_Written exercise_. Convert the data below into a JSON list of strings, one string for each line, leaving out any blank lines.

(Entries taken from a collection)

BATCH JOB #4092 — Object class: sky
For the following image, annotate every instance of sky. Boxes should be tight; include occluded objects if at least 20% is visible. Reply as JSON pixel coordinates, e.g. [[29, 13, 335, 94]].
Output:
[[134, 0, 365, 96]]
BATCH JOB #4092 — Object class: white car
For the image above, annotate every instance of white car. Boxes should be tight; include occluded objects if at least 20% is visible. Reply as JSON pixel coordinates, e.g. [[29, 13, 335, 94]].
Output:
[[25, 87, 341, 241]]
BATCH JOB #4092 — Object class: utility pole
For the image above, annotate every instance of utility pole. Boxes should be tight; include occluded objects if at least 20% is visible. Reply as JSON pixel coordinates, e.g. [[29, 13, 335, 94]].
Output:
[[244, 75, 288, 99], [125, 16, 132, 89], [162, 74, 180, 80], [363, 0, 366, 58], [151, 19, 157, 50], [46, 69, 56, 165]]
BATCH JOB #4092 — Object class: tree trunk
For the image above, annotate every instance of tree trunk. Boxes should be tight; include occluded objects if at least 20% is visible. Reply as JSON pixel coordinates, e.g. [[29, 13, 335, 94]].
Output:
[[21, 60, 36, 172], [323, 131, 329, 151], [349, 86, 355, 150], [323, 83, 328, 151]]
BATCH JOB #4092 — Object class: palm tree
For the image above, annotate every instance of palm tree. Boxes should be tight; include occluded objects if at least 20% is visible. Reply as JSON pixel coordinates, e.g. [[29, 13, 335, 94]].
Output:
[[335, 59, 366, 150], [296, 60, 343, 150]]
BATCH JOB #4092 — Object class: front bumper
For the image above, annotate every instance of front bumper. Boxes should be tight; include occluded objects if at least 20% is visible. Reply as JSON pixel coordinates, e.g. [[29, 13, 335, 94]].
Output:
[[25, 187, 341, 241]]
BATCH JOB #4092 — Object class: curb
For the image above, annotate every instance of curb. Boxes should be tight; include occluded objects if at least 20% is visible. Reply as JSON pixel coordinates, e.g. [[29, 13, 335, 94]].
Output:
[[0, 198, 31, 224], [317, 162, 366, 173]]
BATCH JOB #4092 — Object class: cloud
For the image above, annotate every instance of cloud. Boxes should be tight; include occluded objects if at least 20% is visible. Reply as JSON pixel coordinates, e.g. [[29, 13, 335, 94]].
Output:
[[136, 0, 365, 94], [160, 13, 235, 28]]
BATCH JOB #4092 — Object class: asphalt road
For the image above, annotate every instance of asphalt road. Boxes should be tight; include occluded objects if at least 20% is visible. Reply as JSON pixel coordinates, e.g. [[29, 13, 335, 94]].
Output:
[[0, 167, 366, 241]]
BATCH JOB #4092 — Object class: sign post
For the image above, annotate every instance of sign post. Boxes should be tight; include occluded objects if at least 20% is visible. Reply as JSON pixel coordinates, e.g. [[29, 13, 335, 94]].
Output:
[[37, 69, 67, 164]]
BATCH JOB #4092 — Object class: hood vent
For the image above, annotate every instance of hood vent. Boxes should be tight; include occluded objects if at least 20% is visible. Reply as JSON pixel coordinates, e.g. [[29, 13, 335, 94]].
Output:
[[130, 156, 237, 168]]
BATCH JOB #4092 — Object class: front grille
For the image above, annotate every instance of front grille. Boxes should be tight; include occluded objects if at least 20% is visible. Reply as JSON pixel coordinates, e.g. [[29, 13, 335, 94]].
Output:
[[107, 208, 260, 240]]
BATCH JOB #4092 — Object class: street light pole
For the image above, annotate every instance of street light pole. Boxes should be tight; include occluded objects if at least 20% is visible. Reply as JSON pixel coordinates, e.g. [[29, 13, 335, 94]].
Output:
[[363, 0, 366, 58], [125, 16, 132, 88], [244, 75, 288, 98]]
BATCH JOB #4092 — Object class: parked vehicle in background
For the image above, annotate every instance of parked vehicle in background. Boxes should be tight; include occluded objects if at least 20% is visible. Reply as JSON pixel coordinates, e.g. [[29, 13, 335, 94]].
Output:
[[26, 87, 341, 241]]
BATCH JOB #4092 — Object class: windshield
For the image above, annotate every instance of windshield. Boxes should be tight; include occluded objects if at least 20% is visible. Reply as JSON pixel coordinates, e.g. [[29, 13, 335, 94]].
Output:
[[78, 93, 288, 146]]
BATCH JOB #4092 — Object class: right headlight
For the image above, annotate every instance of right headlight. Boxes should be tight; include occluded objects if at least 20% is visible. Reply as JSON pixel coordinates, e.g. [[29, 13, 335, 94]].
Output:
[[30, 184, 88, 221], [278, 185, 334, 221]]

_Output for this exercise_.
[
  "BATCH JOB #4092 — Object class: sky",
  "For the following image, annotate every instance of sky. Boxes should be tight; include occluded objects if at least 20% is visible. Reply as JSON pixel coordinates, e.g. [[29, 13, 335, 94]].",
  "Output:",
  "[[134, 0, 365, 96]]",
  "BATCH JOB #4092 — Object class: white car",
  "For the image above, annotate every instance of white car. Boxes should be tight; include occluded objects if at least 20% is visible. Reply as JSON pixel coordinates, e.g. [[29, 13, 335, 94]].",
  "Output:",
  "[[25, 87, 341, 241]]",
  "BATCH JOB #4092 — Object class: utility pole",
  "For the image above, annotate every instance of utility pole. Boxes should be tight; include occluded objects if at least 20% is visible. Reply as JSON pixel coordinates, e.g. [[29, 13, 335, 94]].",
  "Output:",
  "[[244, 75, 288, 99], [125, 16, 132, 89], [162, 74, 180, 80], [363, 0, 366, 58], [151, 19, 157, 50], [46, 69, 56, 165]]",
  "BATCH JOB #4092 — Object class: tree trunk",
  "For the image above, annotate every instance of tree trunk. Boxes should be tight; include occluded objects if at least 20% is visible. Reply as JSON pixel coordinates, e.g. [[29, 13, 335, 94]].",
  "Output:",
  "[[21, 60, 36, 172], [323, 131, 329, 151], [349, 86, 355, 150], [323, 83, 328, 151]]",
  "BATCH JOB #4092 — Object class: palm tree",
  "For the image above, annotate every instance of palm tree. Boxes should be tight; include occluded objects if at least 20% is visible. Reply as JSON pixel coordinates, e.g. [[29, 13, 335, 94]].",
  "Output:",
  "[[335, 59, 366, 150], [296, 60, 343, 150]]",
  "BATCH JOB #4092 — Object class: front bumper",
  "For the image above, annotate every instance of front bumper. Boxes should be tight; include occluded objects if at least 20% is visible. Reply as JSON pixel coordinates, e.g. [[29, 13, 335, 94]].",
  "Output:",
  "[[25, 187, 341, 241]]",
  "BATCH JOB #4092 — Object class: curb",
  "For the image above, annotate every instance of curb. Boxes should be tight; include occluded objects if at least 20% is visible. Reply as JSON pixel coordinates, e.g. [[29, 13, 335, 94]].",
  "Output:",
  "[[0, 198, 31, 224], [317, 162, 366, 173]]",
  "BATCH JOB #4092 — Object class: cloud",
  "For the image above, annotate every instance of cloud. Boxes should be tight; include occluded objects if at least 20% is visible. Reply as JSON pixel coordinates, e.g. [[29, 13, 335, 94]].",
  "Output:",
  "[[136, 0, 365, 94], [160, 13, 235, 28]]",
  "BATCH JOB #4092 — Object class: asphalt road",
  "For the image above, annotate every instance of asphalt road. Boxes should be tight; include occluded objects if at least 20% is visible. Reply as JSON pixel coordinates, e.g. [[29, 13, 335, 94]].",
  "Output:",
  "[[0, 167, 366, 241]]",
  "BATCH JOB #4092 — Object class: sign post",
  "For the image above, annotate every instance of sign post. Boxes should be tight; include occluded objects if at least 20% is visible. Reply as JSON pixel coordinates, e.g. [[29, 13, 335, 94]].",
  "Output:",
  "[[37, 69, 67, 164]]",
  "BATCH JOB #4092 — Object class: hood vent",
  "For the image above, annotate every instance of hood vent. Boxes should be tight; include occluded objects if at least 20% is visible. Reply as JSON pixel coordinates, e.g. [[29, 13, 335, 94]].",
  "Output:",
  "[[130, 156, 237, 168]]",
  "BATCH JOB #4092 — Object class: front grille",
  "For the image above, annotate every instance of front grille. Boxes should be tight; include occluded objects if at least 20% is visible. Reply as JSON pixel coordinates, e.g. [[29, 13, 335, 94]].",
  "Output:",
  "[[107, 208, 260, 240]]",
  "BATCH JOB #4092 — Object class: street light pole",
  "For the image above, annotate every instance of street light pole. Boxes should be tight; include occluded objects if at least 20% is visible. Reply as JSON pixel coordinates, e.g. [[29, 13, 335, 94]].",
  "Output:",
  "[[363, 0, 366, 58], [125, 16, 132, 88], [244, 75, 288, 98]]",
  "BATCH JOB #4092 — Object class: parked vehicle in background",
  "For the image above, annotate every instance of parked vehicle in background. Boxes should be tight; include occluded objects if at least 20% is visible. Reply as JSON pixel coordinates, e.g. [[29, 13, 335, 94]].",
  "Output:",
  "[[26, 87, 341, 241]]",
  "BATCH JOB #4092 — Object class: windshield",
  "For the image above, annotate every instance of windshield. Boxes should be tight; include occluded objects if at least 20% is visible. Reply as JSON pixel coordinates, e.g. [[29, 13, 335, 94]].",
  "Output:",
  "[[78, 93, 288, 146]]",
  "BATCH JOB #4092 — Object class: right headlight",
  "For the image above, annotate every instance of right headlight. Boxes should be tight; include occluded objects if at least 20% is visible. Reply as JSON pixel coordinates, e.g. [[29, 13, 335, 94]].",
  "Output:",
  "[[30, 184, 88, 221], [278, 185, 334, 221]]"
]